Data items

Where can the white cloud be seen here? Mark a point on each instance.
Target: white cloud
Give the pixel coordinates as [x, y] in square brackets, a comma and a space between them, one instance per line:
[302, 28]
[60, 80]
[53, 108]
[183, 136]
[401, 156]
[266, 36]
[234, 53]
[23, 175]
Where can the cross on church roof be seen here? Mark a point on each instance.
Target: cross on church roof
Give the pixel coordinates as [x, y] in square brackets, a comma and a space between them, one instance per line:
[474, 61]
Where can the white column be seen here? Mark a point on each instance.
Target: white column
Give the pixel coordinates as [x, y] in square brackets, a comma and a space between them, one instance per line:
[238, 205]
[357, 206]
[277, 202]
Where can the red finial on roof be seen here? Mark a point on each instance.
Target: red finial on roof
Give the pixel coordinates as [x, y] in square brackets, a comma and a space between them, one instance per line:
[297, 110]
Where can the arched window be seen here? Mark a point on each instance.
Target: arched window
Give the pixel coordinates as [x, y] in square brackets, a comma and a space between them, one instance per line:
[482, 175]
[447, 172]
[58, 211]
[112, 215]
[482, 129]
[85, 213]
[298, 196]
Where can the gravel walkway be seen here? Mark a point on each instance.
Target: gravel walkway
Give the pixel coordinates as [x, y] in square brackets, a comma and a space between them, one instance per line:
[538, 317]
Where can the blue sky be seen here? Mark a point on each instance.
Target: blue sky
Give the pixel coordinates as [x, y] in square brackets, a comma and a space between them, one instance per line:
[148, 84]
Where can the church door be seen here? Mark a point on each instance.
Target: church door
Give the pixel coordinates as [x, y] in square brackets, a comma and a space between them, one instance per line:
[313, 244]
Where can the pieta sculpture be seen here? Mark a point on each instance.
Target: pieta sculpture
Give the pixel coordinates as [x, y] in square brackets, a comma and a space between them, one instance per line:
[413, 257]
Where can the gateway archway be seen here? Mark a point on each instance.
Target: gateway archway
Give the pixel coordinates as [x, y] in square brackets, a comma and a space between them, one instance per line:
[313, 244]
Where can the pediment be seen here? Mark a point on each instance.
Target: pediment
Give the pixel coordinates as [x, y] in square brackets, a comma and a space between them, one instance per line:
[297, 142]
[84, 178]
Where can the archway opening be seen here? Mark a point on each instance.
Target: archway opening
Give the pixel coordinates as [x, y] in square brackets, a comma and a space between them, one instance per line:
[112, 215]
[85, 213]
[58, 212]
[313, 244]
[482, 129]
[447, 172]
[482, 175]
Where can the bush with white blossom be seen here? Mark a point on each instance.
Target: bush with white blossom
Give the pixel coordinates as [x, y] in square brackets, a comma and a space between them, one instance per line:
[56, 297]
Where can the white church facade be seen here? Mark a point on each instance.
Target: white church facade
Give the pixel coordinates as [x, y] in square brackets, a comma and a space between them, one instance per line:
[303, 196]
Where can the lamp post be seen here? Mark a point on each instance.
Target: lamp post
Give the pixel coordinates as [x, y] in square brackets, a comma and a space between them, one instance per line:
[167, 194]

- _Exercise goal_:
Every entry above needs to be quoted exactly.

- _Result_:
Where can the white cloud be seen here? Mark a point on each instance.
Target: white cloud
Give the pixel coordinates as [x, y] in square brackets, a comma and a space between them, one instance per line:
[302, 28]
[60, 80]
[53, 108]
[183, 136]
[401, 156]
[266, 36]
[234, 53]
[23, 175]
Where can the cross on church roof be seen here? Mark a point on each instance.
Target: cross on church roof
Give the pixel coordinates as [x, y] in square brackets, a comma and a space between them, one instance per line:
[474, 61]
Where can the white column be seen here? Mark a point on each instance.
Target: white column
Give the pixel coordinates as [x, y] in square brackets, a comma and a space between them, one instance per line:
[238, 205]
[357, 206]
[277, 202]
Where can the red finial on roof be seen here? Mark a point on each instance.
Target: red finial on roof
Give the pixel coordinates as [x, y] in square brackets, a comma and a space between them, one instance per line:
[297, 110]
Where can the arched window be seen here? Mark a point on each instance.
Target: arched window
Give the pixel coordinates as [x, y] in square brackets, a comma and a space between them, one instance per line:
[482, 175]
[447, 172]
[58, 211]
[112, 215]
[482, 129]
[85, 213]
[298, 196]
Where can the gravel walkway be seen here? Mark a point on each instance.
Target: gravel walkway
Give the pixel coordinates as [x, y] in square brackets, a comma and a space between them, one instance per line:
[538, 317]
Where can the blue sky be seen here? Mark a point on each instance.
Target: blue sky
Give the pixel coordinates as [x, y] in square brackets, a comma and a space between them, one instance per line:
[148, 84]
Where can the church door be seen here? Mark a point on each instance.
Target: church door
Give the pixel coordinates as [x, y] in square brackets, a comma and a space between them, one instance per line:
[313, 244]
Where can the pieta sculpture be seen here? Mark a point on each instance.
Target: pieta sculpture
Give the pixel coordinates as [x, y] in square brackets, a comma and a space between them, one instance per line:
[413, 257]
Where can the gateway archway be seen here? Mark a point on each instance.
Target: gateway archway
Give the pixel coordinates as [x, y] in square brackets, a comma and a space between them, one instance per line:
[313, 244]
Where can the pediment be seen here? Mark a point on each instance.
Target: pediment
Give the pixel coordinates as [x, y] in square brackets, a comma and a space between them, one instance per line:
[297, 142]
[84, 178]
Where can the archway opening be seen here? Mark a point on each instance.
Target: archway opening
Give the pixel coordinates as [x, y] in square brackets, a comma and a space between them, one instance per line:
[112, 215]
[85, 213]
[58, 212]
[313, 244]
[482, 129]
[447, 172]
[482, 175]
Where can the bush with white blossom be seen here? Mark a point on each instance.
Target: bush with white blossom
Give the pixel coordinates as [x, y] in square brackets, a comma and a space between them, one instance per line:
[56, 297]
Where can the white church facade be seen here? Mark a point on each instance.
Target: white church facade
Give the pixel coordinates as [x, y] in square brackets, a comma and a space between them, one instance per line:
[303, 196]
Where can the lamp post be seen here? Mark a point on each instance.
Target: lamp post
Give the pixel coordinates as [x, y] in square brackets, a comma and a space between them, one instance per line:
[167, 194]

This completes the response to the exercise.